## Description of the task:
Locate every line in the data listing below that contains the word "neck", treating uppercase and lowercase as distinct, and copy each such line.

Data listing:
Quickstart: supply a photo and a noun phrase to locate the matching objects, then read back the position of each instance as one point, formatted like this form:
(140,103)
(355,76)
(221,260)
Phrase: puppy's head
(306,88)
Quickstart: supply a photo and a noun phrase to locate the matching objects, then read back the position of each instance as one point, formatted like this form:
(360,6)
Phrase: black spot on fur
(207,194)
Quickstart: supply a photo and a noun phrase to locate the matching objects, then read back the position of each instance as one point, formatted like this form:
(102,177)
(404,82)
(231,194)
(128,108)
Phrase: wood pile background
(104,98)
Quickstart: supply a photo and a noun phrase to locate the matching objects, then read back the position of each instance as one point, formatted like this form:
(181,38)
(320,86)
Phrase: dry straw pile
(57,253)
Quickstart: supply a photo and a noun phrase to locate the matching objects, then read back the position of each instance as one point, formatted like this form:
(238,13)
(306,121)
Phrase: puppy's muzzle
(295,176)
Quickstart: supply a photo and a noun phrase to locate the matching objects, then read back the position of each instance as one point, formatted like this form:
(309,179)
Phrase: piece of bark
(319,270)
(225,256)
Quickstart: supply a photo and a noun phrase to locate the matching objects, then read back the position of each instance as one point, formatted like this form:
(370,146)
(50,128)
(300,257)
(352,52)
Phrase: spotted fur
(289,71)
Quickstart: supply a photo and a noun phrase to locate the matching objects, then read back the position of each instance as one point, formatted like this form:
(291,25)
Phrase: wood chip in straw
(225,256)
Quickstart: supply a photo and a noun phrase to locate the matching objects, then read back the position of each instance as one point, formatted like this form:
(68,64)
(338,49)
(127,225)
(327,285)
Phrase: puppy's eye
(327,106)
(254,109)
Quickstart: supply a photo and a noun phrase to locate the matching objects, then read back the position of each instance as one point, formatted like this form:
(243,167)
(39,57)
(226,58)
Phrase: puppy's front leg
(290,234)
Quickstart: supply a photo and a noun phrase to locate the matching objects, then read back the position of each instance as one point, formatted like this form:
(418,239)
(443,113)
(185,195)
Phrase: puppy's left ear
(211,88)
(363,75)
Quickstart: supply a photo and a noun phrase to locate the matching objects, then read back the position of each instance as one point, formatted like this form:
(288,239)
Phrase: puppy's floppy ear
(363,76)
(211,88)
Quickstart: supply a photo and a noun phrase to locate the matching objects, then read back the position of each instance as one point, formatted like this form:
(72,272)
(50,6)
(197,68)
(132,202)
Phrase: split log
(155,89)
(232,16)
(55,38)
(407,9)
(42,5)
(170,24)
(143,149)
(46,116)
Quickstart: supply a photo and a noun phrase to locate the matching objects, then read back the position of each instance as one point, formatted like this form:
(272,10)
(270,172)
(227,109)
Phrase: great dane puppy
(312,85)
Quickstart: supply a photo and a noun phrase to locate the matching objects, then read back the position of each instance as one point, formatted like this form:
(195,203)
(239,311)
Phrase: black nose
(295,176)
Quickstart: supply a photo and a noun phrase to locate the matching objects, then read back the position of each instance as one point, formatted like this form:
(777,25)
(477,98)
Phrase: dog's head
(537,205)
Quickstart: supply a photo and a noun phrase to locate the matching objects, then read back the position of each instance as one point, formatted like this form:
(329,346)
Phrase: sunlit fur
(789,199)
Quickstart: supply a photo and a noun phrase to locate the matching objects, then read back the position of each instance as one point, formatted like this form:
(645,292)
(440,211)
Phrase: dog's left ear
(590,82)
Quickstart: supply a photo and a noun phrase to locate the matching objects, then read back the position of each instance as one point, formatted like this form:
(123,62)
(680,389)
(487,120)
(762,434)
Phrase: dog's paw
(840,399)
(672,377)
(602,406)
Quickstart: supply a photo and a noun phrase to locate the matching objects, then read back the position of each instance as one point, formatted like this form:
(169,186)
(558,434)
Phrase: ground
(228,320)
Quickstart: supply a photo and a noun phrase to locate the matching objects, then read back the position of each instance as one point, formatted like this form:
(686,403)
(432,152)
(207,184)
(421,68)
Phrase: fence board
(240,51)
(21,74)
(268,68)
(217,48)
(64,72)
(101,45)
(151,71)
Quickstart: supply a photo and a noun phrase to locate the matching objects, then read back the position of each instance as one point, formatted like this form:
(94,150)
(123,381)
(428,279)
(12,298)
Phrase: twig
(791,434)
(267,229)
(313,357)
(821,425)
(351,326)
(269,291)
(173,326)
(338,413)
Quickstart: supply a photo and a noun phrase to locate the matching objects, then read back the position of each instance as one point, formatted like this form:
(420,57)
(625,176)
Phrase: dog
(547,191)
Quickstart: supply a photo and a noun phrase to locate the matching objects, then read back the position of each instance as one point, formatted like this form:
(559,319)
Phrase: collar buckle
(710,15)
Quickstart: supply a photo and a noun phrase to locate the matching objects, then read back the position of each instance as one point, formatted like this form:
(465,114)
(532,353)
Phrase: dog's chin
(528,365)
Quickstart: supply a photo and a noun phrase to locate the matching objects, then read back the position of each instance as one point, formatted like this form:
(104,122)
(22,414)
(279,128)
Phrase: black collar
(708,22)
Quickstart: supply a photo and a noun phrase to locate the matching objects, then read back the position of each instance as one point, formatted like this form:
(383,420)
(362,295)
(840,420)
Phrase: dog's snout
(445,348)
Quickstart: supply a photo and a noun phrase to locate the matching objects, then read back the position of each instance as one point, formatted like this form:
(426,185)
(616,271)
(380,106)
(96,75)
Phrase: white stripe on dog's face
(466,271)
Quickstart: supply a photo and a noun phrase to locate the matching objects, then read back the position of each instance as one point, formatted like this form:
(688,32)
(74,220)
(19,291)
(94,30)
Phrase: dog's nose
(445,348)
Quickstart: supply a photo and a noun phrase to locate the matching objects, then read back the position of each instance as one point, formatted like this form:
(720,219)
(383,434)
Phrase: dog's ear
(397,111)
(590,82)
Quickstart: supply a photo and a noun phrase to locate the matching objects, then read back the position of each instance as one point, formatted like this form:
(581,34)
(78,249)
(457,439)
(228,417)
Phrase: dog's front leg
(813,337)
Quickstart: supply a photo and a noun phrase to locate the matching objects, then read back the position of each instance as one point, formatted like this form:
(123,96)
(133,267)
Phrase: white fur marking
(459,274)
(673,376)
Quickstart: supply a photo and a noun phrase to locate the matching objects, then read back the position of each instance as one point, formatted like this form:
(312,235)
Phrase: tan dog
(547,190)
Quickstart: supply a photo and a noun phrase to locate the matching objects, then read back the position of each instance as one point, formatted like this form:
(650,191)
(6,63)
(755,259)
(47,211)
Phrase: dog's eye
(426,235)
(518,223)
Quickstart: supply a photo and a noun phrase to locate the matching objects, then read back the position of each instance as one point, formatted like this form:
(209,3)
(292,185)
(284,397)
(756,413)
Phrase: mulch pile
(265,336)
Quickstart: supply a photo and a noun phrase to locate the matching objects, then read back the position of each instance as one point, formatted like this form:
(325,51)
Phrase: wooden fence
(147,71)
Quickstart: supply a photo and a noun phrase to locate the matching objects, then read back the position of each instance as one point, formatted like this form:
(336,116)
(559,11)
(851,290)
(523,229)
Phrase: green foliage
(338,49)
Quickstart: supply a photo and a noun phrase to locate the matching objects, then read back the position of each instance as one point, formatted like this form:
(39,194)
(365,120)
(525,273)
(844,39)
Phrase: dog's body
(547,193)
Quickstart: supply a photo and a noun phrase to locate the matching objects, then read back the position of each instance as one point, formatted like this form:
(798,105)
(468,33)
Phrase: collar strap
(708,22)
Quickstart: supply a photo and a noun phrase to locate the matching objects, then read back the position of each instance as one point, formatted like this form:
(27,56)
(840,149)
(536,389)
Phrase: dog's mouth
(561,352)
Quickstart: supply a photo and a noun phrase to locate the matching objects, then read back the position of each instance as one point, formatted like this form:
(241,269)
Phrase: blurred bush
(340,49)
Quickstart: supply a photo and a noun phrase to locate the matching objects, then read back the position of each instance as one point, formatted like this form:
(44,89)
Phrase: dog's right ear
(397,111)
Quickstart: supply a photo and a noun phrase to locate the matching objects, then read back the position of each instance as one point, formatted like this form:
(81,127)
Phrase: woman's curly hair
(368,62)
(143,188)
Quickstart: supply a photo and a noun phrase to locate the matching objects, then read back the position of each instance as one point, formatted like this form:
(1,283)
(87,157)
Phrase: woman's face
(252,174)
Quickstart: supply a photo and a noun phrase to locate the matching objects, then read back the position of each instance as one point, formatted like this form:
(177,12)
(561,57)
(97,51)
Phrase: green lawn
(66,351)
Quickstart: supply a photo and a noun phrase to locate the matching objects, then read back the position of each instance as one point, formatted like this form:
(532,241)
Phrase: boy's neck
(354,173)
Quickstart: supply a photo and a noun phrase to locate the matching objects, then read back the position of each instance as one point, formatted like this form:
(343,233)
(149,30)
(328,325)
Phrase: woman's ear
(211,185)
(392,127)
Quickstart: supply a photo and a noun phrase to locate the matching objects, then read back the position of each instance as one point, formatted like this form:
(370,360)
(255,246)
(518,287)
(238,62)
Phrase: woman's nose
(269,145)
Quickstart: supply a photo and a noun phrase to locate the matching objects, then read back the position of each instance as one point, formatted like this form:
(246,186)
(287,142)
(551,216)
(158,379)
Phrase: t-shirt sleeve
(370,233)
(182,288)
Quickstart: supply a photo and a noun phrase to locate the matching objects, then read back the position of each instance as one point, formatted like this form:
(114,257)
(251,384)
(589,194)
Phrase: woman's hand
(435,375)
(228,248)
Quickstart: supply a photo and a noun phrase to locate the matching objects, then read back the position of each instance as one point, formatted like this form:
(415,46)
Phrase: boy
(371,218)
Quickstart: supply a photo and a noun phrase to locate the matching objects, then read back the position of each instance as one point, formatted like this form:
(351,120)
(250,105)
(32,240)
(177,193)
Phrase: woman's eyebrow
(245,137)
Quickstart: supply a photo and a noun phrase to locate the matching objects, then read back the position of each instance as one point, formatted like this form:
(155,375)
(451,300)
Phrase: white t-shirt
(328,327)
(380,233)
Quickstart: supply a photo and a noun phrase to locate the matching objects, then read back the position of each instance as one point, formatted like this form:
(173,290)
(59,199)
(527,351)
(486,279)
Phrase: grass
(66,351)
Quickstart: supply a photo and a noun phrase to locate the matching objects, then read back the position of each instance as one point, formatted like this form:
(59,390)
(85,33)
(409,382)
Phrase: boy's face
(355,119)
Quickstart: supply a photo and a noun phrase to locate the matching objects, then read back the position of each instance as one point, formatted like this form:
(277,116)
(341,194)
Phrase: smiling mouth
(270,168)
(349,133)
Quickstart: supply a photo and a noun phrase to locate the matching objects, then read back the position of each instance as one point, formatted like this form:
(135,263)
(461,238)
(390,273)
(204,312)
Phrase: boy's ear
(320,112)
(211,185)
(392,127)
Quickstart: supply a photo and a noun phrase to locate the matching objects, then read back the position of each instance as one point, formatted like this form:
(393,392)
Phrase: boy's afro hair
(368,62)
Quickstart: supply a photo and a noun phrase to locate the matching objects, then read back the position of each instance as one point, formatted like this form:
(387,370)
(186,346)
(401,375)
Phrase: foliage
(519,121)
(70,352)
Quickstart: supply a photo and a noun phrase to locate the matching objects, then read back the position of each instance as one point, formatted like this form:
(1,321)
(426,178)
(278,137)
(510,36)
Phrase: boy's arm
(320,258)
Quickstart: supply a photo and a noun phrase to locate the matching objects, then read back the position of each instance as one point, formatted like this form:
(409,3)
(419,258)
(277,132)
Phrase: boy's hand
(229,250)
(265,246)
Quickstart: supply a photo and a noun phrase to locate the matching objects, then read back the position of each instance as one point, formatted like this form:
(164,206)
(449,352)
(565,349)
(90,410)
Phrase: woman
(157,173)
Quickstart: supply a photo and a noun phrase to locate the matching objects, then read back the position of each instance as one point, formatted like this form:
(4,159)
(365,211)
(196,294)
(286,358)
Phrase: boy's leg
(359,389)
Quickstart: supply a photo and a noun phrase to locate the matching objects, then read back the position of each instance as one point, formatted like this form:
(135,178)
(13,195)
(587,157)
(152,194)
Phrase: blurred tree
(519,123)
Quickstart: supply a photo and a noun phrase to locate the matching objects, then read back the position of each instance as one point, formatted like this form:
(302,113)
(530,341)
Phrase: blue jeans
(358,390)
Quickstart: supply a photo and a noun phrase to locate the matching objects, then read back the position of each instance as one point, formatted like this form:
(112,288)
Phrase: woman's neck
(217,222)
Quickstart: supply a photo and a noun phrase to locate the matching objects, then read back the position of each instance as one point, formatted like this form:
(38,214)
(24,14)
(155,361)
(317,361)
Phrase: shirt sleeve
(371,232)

## Solution for this problem:
Phrase: boy's neck
Phrase: woman's neck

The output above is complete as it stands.